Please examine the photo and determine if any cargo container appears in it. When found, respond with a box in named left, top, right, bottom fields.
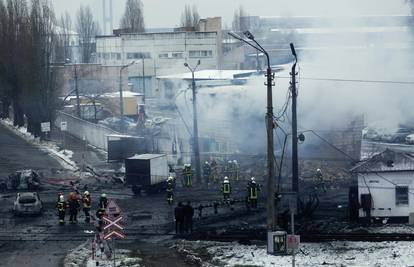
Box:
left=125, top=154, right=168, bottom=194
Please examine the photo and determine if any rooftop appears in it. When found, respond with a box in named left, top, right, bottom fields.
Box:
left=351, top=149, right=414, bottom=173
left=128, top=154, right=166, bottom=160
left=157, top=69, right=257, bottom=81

# # # #

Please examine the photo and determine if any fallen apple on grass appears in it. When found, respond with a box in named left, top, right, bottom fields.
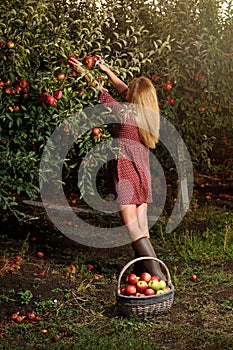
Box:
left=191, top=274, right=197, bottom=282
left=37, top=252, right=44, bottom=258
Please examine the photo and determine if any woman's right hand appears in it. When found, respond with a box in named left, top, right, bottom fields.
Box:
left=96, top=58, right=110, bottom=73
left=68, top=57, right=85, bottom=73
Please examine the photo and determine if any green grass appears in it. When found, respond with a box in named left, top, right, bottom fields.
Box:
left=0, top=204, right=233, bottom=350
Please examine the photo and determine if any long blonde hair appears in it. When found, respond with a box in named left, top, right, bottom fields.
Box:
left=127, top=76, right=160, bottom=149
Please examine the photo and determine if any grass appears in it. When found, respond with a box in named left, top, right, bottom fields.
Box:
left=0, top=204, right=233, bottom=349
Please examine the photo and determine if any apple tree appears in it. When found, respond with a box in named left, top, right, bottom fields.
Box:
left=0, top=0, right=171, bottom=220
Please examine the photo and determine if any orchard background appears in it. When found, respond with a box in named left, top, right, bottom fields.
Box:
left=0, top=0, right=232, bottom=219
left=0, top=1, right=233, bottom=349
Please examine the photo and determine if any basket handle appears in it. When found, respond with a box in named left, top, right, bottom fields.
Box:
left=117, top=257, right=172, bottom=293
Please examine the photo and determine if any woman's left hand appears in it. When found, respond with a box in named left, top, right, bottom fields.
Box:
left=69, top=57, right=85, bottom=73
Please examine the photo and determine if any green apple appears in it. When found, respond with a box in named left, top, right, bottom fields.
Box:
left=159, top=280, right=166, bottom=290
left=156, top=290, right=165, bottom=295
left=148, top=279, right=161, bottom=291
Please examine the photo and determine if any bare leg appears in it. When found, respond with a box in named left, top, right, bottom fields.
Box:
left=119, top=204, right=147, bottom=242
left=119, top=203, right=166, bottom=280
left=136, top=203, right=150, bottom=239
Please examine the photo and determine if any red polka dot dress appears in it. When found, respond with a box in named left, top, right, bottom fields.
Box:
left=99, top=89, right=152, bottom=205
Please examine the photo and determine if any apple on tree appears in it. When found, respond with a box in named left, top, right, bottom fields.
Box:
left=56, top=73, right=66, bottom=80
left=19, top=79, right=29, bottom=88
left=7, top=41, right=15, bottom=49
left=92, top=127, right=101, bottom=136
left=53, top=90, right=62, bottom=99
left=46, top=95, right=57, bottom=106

# # # #

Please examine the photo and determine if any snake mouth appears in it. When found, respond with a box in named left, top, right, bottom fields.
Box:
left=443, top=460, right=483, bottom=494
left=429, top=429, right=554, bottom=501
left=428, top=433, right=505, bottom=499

# # # #

**ASSIGNED TASK**
Scan the data above and copy each line containing the word "green".

**SOLUTION BELOW**
Please examine the photo and determine if any green grass appears in it. When found, respond with a box in named left, top, right, bottom fields.
Please examine the photo and determine if any green apple appears in it. When found, respond with a box in named left, top, right, bottom fields.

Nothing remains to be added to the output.